═════ Passage shown

How It Is Validated¶

MCPower’s statistical engine is validated through two complementary systems: an internal test suite covering OLS and mixed-effects accuracy, and an external cross-validation framework comparing MCPower’s LME solver against R’s lme4 package.

Internal Test Suite¶

MCPower includes ~11,000 lines of tests organized into specs (accuracy/validation), integration, unit, and mixed-model tests. The specs tests are the core statistical validation.

Power Accuracy Tests¶

Monte Carlo power estimates are compared against exact analytical power from non-central t and F distributions.

OLS models (test_power_accuracy.py):

Single predictor: 5 parametrized cases varying β and N
Two uncorrelated predictors: 3 cases with Σ = I
Two correlated predictors: 4 cases with VIF correction (ρ = 0.3, 0.5, 0.7)

Acceptance criterion: MC estimate within 3.5 × √[p(1−p)/5000] × 100 + 1pp of the analytical value. This is a Bonferroni-safe margin (~2-3 percentage points at typical power levels) using 5,000 simulations.

LME models (test_power_accuracy_lme.py):

Single predictor z-test: 7 parametrized cases
Single predictor likelihood-ratio test: 3 cases
Two uncorrelated predictors: 2 cases
Two correlated predictors: 2 cases (ρ = 0.3, 0.5)

All LME accuracy tests use m = 50 observations per cluster, where the within-cluster design effect is small (~1.02–1.06), allowing comparison against analytical formulas.

Type I Error Control¶

Under the null hypothesis (all effects = 0), the rejection rate must equal the nominal α.

OLS (test_type1_error.py):

Single predictor null (F-test and t-test)
Two predictors null (each rejects at ~α)
Large-sample null (catches bugs where power inflates with N)
Alpha calibration at α ∈ {0.01, 0.05, 0.10}

LME (test_type1_error_lme.py):

Same structure with K = 20–50 clusters, ICC = 0.2
Alpha calibration across standard levels

Criterion: |observed rejection rate − α × 100| < MC margin

Monotonicity Tests¶

Power must strictly increase with:

Effect size (larger β → more power)
Sample size (larger N → more power)
Significance level (larger α → more power)

Tested for both OLS (test_monotonicity.py) and LME (test_monotonicity_lme.py) models. These tests catch subtle implementation bugs that wouldn’t violate accuracy bounds but would produce nonsensical results.

Multiple Comparison Corrections¶

Correction conservativeness (test_corrections.py):

Corrected power ≤ uncorrected power under H₀
Bonferroni more conservative than FDR
FWER ≤ α for Bonferroni and Holm

Extended alpha validation (test_alpha_levels.py):

9 tests validating Bonferroni/Holm/FDR at non-default α ∈ {0.01, 0.10}
Multi-predictor null calibration with corrections

LME Accuracy Tests¶

The analytical formulas used as benchmarks for LME tests:

Design effect (within-cluster): $$D_{\text{eff}} = \frac{1 + (m-1) \times \text{ICC}}{1 + (m-2) \times \text{ICC}}$$

This is much milder than the between-cluster design effect for iid predictors — typically 1.02–1.06 for m = 50.

══════════
═════ Data lines

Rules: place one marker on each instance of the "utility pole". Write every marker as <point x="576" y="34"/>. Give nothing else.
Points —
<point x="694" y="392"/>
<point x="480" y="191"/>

══════════

What is asked —
Answer these from the MCPower validation passage, one answer per line:
(a) Against which R package is MCPower's LME solver cross-validated?
(b) How many simulations does the OLS power acceptance criterion use?
(c) How many observations per cluster do all LME accuracy tests use?

Worked answer —
(a) lme4
(b) 5,000
(c) 50 (m = 50)